*Goal of the exercise*
Each entry here needs to be set down again exactly, please; pictures are left out.

*Exercise input*

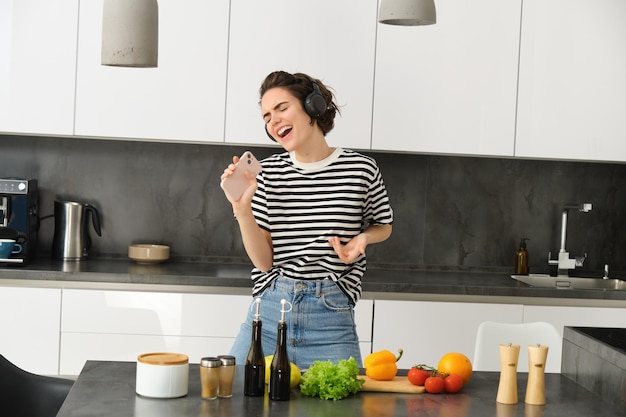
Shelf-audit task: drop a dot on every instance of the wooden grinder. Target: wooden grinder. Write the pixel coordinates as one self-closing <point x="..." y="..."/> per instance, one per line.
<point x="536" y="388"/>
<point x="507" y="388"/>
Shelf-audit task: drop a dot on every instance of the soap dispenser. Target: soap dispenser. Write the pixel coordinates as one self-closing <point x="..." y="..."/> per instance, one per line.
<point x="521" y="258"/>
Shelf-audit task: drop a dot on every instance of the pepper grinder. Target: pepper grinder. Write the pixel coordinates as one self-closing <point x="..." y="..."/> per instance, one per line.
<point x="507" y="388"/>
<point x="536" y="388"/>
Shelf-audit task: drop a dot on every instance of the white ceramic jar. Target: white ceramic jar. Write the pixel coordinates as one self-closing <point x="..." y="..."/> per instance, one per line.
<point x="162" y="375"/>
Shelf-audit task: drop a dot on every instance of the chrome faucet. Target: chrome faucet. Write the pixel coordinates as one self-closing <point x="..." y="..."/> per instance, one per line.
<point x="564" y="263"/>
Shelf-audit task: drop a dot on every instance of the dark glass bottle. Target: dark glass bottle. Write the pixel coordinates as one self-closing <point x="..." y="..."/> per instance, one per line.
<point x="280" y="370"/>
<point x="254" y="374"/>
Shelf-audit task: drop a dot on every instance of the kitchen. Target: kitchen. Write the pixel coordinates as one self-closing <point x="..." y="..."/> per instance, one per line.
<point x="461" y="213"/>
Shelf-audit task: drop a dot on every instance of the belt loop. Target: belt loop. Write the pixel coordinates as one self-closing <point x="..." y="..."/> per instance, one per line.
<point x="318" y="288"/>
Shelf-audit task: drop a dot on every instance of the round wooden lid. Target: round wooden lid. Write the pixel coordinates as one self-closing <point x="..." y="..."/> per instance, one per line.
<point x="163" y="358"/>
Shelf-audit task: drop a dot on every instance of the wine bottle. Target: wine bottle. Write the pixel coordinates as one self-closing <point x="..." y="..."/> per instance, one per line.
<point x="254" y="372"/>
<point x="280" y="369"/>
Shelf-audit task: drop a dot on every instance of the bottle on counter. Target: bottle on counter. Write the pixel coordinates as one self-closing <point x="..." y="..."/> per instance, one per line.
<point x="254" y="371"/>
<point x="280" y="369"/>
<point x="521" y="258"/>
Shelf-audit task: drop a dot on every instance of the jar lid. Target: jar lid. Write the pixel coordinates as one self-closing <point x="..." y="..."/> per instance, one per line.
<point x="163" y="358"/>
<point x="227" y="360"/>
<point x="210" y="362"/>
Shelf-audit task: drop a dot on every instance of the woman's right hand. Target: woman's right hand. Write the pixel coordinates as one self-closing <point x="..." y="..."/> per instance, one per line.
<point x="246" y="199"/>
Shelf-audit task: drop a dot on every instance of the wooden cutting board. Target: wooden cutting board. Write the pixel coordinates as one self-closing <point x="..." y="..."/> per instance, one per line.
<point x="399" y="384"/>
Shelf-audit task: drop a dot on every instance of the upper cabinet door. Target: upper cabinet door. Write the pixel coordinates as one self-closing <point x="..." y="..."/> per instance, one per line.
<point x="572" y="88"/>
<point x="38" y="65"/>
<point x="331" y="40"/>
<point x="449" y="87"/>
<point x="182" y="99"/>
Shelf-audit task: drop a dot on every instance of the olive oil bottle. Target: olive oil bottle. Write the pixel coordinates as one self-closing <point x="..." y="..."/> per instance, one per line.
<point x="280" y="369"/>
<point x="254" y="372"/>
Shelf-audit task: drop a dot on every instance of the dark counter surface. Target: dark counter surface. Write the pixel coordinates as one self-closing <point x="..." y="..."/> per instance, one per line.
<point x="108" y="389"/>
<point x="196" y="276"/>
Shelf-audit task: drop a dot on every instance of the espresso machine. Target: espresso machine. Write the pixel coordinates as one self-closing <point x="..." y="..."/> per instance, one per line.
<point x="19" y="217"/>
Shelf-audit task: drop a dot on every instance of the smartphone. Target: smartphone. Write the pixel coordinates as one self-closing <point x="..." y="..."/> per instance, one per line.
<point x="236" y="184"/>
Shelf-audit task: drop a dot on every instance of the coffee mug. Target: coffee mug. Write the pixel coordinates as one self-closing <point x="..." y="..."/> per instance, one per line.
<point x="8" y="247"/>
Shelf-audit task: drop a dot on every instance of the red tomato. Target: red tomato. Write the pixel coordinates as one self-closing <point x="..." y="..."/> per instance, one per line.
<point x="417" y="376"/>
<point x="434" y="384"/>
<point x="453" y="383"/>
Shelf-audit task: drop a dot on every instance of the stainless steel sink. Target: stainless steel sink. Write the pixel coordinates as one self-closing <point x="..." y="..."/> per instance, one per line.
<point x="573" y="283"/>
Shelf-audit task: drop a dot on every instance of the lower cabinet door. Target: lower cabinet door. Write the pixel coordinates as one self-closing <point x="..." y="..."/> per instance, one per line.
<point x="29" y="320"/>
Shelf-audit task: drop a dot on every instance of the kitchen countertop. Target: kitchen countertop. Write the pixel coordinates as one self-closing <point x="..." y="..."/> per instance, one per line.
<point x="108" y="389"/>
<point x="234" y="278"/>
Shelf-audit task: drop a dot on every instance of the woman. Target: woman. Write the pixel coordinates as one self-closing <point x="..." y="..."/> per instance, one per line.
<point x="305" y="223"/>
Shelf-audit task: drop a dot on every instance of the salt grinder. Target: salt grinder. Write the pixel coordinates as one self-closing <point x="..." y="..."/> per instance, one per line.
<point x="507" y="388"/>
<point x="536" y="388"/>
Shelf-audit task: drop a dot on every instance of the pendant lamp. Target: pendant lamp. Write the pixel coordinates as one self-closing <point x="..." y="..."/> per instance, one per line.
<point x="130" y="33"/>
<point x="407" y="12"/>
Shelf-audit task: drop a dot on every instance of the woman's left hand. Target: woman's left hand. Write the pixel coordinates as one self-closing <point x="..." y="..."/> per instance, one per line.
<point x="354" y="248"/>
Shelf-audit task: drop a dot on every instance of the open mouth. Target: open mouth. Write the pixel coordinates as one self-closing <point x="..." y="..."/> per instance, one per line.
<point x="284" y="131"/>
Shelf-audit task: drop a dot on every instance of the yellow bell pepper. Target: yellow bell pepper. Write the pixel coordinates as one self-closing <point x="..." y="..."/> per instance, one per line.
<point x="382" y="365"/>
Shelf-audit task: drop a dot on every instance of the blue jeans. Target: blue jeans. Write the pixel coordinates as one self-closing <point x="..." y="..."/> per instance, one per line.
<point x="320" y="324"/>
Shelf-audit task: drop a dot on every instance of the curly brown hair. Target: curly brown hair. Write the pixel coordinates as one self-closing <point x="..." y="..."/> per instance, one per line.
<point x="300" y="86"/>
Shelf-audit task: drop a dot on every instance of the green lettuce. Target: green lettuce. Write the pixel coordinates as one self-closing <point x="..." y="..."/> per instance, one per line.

*The output*
Shelf-audit task: drop a dot on every instance of the wooden grinder. Target: wooden grinder. Write the pixel coordinates as one self-closing <point x="..." y="..."/> per instance, one per line.
<point x="536" y="388"/>
<point x="507" y="388"/>
Shelf-audit task: drop a dot on every instance of the soap dispenser. Target: soap dispenser. Write the pixel coordinates as one self-closing <point x="..." y="..."/> per instance, one per line.
<point x="521" y="258"/>
Shelf-audit task: drop a dot on every instance of the pepper grinder. Target: pepper grinder. Write the pixel coordinates as one self-closing <point x="..." y="..."/> per instance, one per line.
<point x="507" y="388"/>
<point x="536" y="388"/>
Shelf-audit task: drop a dot on every instance of the white ceramic jar. Target: white ceramic jar. Write the pixel coordinates as one self-closing <point x="..." y="..."/> per instance, one per line.
<point x="162" y="375"/>
Shelf-audit task: drop a dot on every instance of the chrome faucet. Target: chrome faucet. Write the pixel coordinates as one self-closing <point x="..." y="..."/> per instance, one per line.
<point x="564" y="263"/>
Shelf-audit task: drop a dot on every instance of the dark glass bottle. Target: dark glass bottle. Write the pixel coordinates as one self-closing <point x="..." y="..."/> per instance, one per line.
<point x="280" y="370"/>
<point x="254" y="374"/>
Shelf-audit task: drop a dot on every instance of the kitchen. Target: kitchen. Write the pixel coordinates as one self-closing <point x="..." y="..."/> per instance, one per line.
<point x="461" y="213"/>
Shelf-audit task: drop a dot on every instance of the belt loop. Target: belt loop. Write the pixel coordinates as one self-closing <point x="..." y="..."/> per instance, one per line.
<point x="318" y="288"/>
Shelf-audit task: drop a dot on every instance of the round wooden lid. Target: round wooden lid. Write the pixel coordinates as one self-closing <point x="..." y="..."/> per instance, one per line.
<point x="163" y="358"/>
Shelf-audit task: drop a dot on every instance of the wine bottle. Target: wine bottle. Write the pixel coordinates as one self-closing <point x="..." y="..."/> per instance, one per line.
<point x="254" y="372"/>
<point x="280" y="369"/>
Shelf-audit task: drop a dot on every instance of the bottle on counter. Target: bottle on counter. Write the pixel coordinates as one self-closing <point x="..." y="..."/> per instance, one per line.
<point x="254" y="371"/>
<point x="280" y="369"/>
<point x="521" y="258"/>
Shelf-audit task: drop a dot on every instance of the jar lid. Target: jar lid. Write the pixel coordinates as one self-closing <point x="..." y="..."/> per instance, one per line.
<point x="163" y="358"/>
<point x="227" y="360"/>
<point x="210" y="362"/>
Shelf-audit task: drop a dot on every instance of the woman's right hand. Target: woman's right hand. Write the pixel coordinates as one self-closing <point x="..." y="..."/> per instance, one per line.
<point x="246" y="199"/>
Shelf-audit task: drop a dot on every instance of the wooden cutting board. Target: wooden cutting board. Write the pixel coordinates as one self-closing <point x="..." y="..."/> per instance, one per line.
<point x="399" y="384"/>
Shelf-audit task: drop a dot on every instance of the upper cabinet door. Target: upper cabinet door. Write the pixel coordinates as one self-closing <point x="..." y="..."/> per instance, one per line.
<point x="572" y="88"/>
<point x="38" y="65"/>
<point x="331" y="40"/>
<point x="449" y="87"/>
<point x="182" y="99"/>
Shelf-audit task: drop a dot on every instance of the olive oil bottle. Target: olive oil bottle. Write the pixel coordinates as one self-closing <point x="..." y="..."/> per instance, one per line.
<point x="280" y="369"/>
<point x="254" y="372"/>
Shelf-audit task: drop a dot on every instance of the dark counter surface. Target: dark counter surface. Write the pixel coordinates as one self-closing <point x="..." y="..."/> per instance, one per line.
<point x="108" y="389"/>
<point x="196" y="276"/>
Shelf-audit task: drop a dot on every instance of the espresso machine. Target: espresso machine. Write the pixel coordinates as one self-closing <point x="..." y="..."/> per instance, one per line.
<point x="19" y="217"/>
Shelf-audit task: drop a dot on every instance of the smartphone. Target: smartphone. Write the pixel coordinates as one self-closing <point x="..." y="..."/> per instance, one per line.
<point x="236" y="184"/>
Shelf-audit task: drop a dot on every instance of the coffee mug. Target: coffee mug. Write the pixel coordinates as one self-closing <point x="..." y="..."/> per instance, one per line.
<point x="8" y="247"/>
Shelf-audit task: drop a dot on every instance of the red tomato. Target: red tomato. Write the pixel coordinates as one self-closing <point x="..." y="..."/> per instance, one per line.
<point x="417" y="376"/>
<point x="434" y="384"/>
<point x="453" y="383"/>
Shelf-audit task: drop a dot on every instance of the stainless steel sink. Target: stainless steel sink. Write the pixel coordinates as one self-closing <point x="..." y="..."/> per instance, one per line.
<point x="573" y="283"/>
Shelf-audit task: drop a dot on every instance of the lower cabinet door. Target: lower cabinet door. Write the pixel coordinates as one self-closing <point x="..." y="..."/> per instance, one per line.
<point x="29" y="320"/>
Shelf-audit task: drop a dot on every instance of the kitchen countertop. Target: kitchen countertop. Write the pixel coordinates as one self-closing <point x="..." y="..."/> per instance, one per line.
<point x="108" y="389"/>
<point x="234" y="278"/>
Shelf-audit task: drop a dot on every instance of the woman. Target: woman. Write the pixel coordinates as one self-closing <point x="..." y="..."/> per instance, one per line.
<point x="305" y="223"/>
Shelf-audit task: drop a dot on every instance of the salt grinder. Target: salt grinder. Write the pixel coordinates as one self-closing <point x="..." y="..."/> per instance, one per line.
<point x="507" y="388"/>
<point x="536" y="388"/>
Shelf-audit task: drop a dot on every instance of the pendant lamp. Target: pendant lamp. Write the pixel coordinates as one self-closing <point x="..." y="..."/> per instance, one per line.
<point x="130" y="33"/>
<point x="407" y="12"/>
Shelf-audit task: drop a dot on every instance of the woman's left hand. Target: woman's left hand. Write the pixel coordinates as one self-closing <point x="..." y="..."/> per instance, one per line.
<point x="354" y="248"/>
Shelf-audit task: drop a dot on every instance of the open mouth. Target: open mouth. Write the pixel coordinates as one self-closing <point x="..." y="..."/> per instance, one per line.
<point x="284" y="131"/>
Shelf-audit task: drop a dot on every instance of the yellow bell pepper. Target: yellow bell pepper. Write the pixel coordinates as one self-closing <point x="..." y="..."/> per instance, one per line.
<point x="382" y="365"/>
Shelf-audit task: drop a dot on every instance of the blue jeans. Target: blue jeans. Write the pixel coordinates as one self-closing <point x="..." y="..."/> per instance, one per line.
<point x="320" y="324"/>
Shelf-audit task: drop a dot on every instance of the curly brown hair. Target: curly brown hair. Write the pixel coordinates as one self-closing <point x="..." y="..."/> per instance, one per line.
<point x="300" y="86"/>
Shelf-audit task: drop a dot on every instance of the green lettuce. Target: green lettuce. Write the pixel coordinates as one self-closing <point x="..." y="..."/> per instance, one per line.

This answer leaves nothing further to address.